WRITTEN TASK: Arrange the records between the lines holding "Annotate the enclosure" and "[87,249,538,417]", inclusive, as a Markdown table with the columns Row and Line, numbering each row and omitting any blank lines.

STORED DATA:
——————————

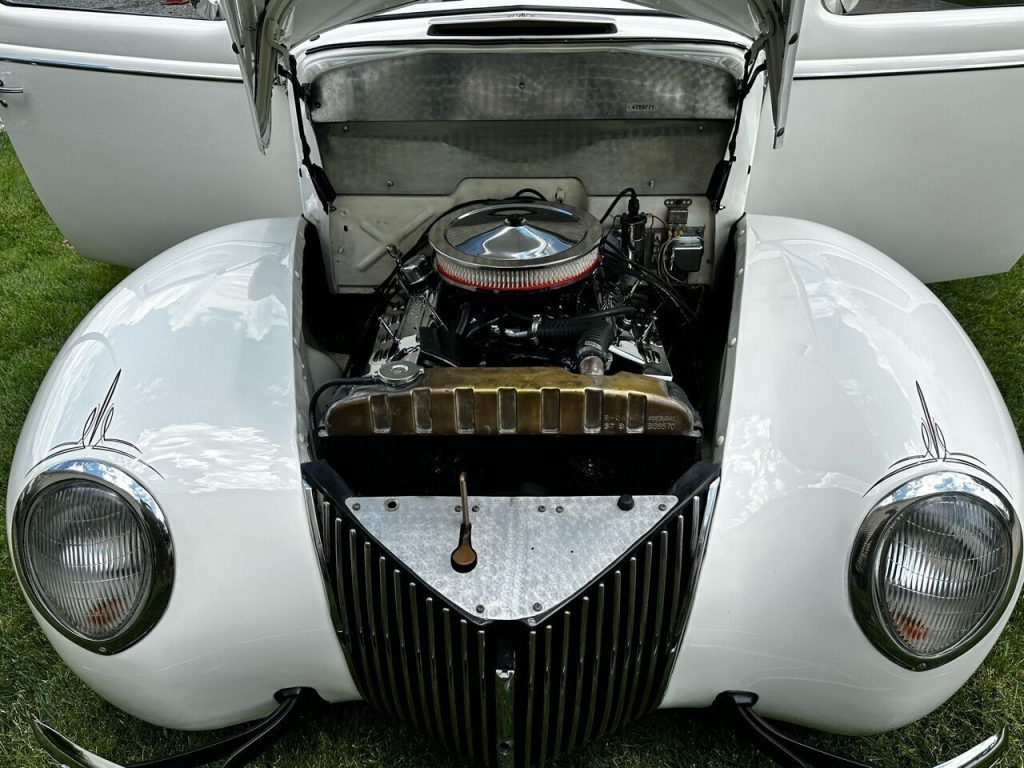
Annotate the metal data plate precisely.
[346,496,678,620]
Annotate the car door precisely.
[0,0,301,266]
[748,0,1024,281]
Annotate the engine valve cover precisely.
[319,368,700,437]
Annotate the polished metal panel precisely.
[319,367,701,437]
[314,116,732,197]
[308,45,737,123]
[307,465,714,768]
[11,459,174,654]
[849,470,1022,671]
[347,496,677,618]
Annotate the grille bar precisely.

——————————

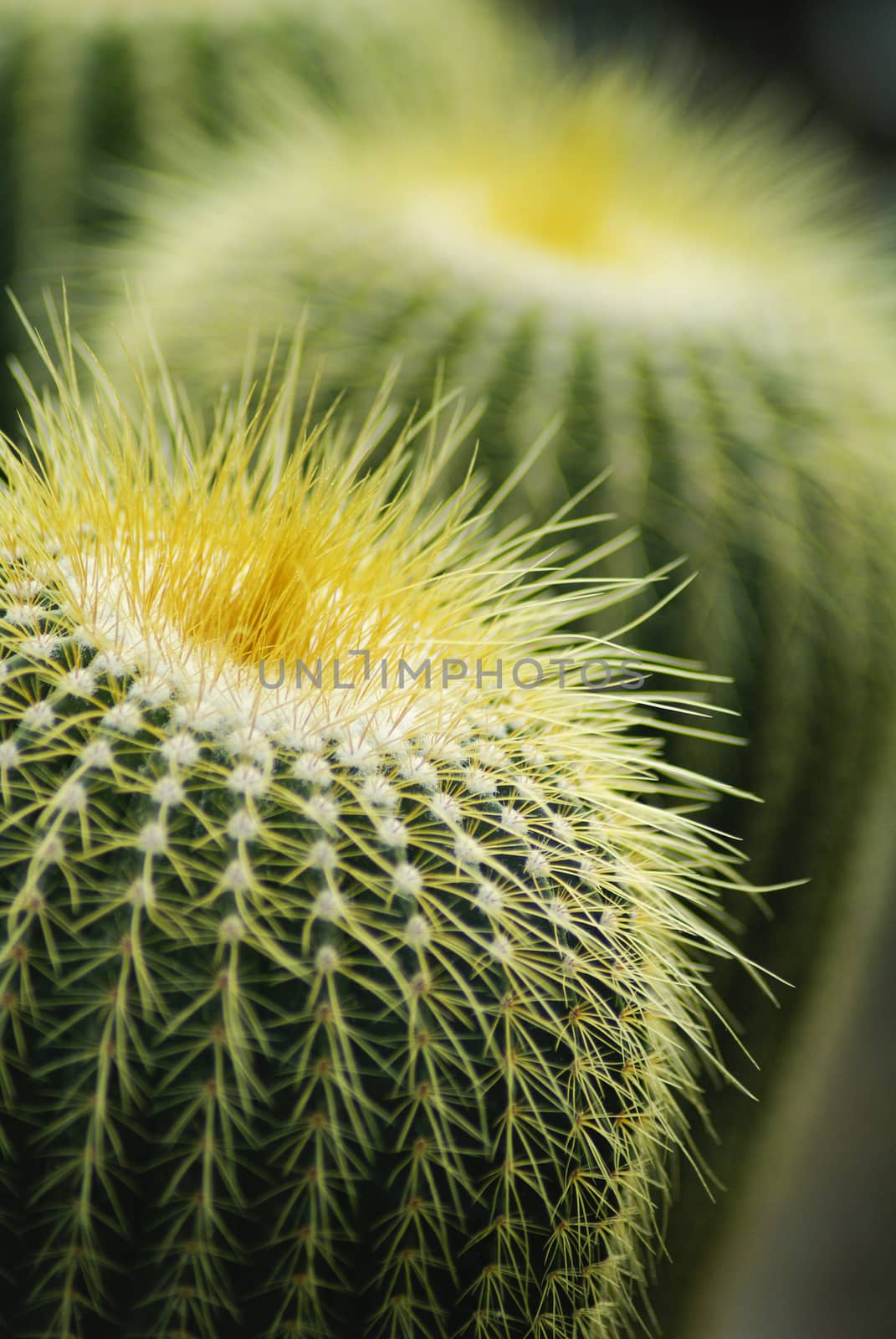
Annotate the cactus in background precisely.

——————————

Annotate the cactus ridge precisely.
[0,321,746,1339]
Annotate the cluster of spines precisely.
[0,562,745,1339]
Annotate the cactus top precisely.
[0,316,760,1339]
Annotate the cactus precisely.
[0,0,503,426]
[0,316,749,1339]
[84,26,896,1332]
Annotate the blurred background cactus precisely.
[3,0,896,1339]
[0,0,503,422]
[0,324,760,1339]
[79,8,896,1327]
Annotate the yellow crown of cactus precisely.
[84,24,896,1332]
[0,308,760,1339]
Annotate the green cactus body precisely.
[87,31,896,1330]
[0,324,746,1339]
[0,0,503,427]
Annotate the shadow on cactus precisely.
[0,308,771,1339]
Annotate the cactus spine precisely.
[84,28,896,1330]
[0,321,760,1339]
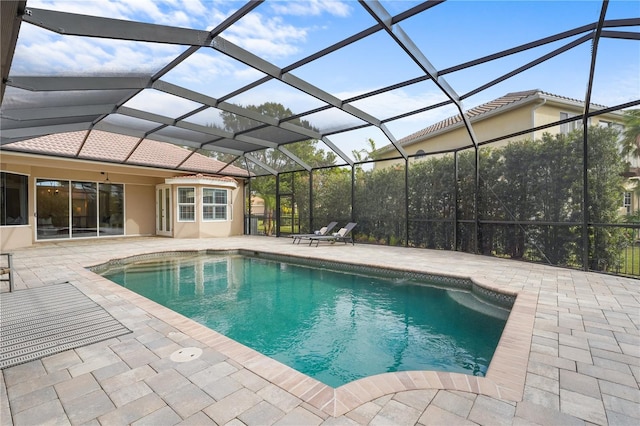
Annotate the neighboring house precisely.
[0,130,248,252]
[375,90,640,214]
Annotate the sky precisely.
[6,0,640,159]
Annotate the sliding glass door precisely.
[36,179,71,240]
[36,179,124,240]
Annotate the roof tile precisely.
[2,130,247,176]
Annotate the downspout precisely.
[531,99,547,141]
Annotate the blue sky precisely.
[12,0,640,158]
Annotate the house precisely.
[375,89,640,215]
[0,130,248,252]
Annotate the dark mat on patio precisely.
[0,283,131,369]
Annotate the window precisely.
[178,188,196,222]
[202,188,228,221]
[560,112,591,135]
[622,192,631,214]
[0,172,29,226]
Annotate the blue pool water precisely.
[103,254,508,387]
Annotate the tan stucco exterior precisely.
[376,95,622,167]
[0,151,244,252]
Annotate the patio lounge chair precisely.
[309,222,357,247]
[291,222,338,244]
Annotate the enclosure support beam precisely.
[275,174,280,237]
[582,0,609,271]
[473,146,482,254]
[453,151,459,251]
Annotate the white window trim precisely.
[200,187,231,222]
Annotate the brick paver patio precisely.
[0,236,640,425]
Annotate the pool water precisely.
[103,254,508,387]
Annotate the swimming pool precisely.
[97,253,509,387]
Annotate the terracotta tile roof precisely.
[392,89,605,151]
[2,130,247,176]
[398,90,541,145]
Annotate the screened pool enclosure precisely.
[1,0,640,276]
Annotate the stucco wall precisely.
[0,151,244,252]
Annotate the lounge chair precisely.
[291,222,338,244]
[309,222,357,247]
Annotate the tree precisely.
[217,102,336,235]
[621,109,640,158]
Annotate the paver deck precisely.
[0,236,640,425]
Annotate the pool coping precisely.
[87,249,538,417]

——————————

OUTPUT OF THE EXERCISE:
| Row | Line |
|---|---|
| 1 | Annotate the enclosure support beam precisely. |
| 2 | [275,174,280,237] |
| 3 | [582,0,609,271] |
| 4 | [473,146,482,254] |
| 5 | [453,151,459,251] |
| 6 | Annotate the white window trim precisely. |
| 7 | [200,187,231,222] |
| 8 | Annotate the brick paver patio precisely. |
| 9 | [0,236,640,425] |
| 10 | Annotate the pool water precisely. |
| 11 | [103,254,508,387] |
| 12 | Annotate the swimming pool precisely. |
| 13 | [97,253,509,387] |
| 14 | Annotate the terracotta tile roof precisely. |
| 15 | [392,89,605,151] |
| 16 | [2,130,247,176] |
| 17 | [398,90,541,145] |
| 18 | Annotate the screened pool enclosure precisely. |
| 19 | [1,0,640,276] |
| 20 | Annotate the stucco wall precisely. |
| 21 | [0,151,244,252] |
| 22 | Annotate the lounge chair precisely. |
| 23 | [291,222,338,244] |
| 24 | [309,222,357,247] |
| 25 | Annotate the tree precisely. |
| 26 | [217,102,336,235] |
| 27 | [621,109,640,158] |
| 28 | Annotate the paver deck precisely. |
| 29 | [0,236,640,425] |
| 30 | Annotate the pool coping precisely. |
| 31 | [87,249,538,417] |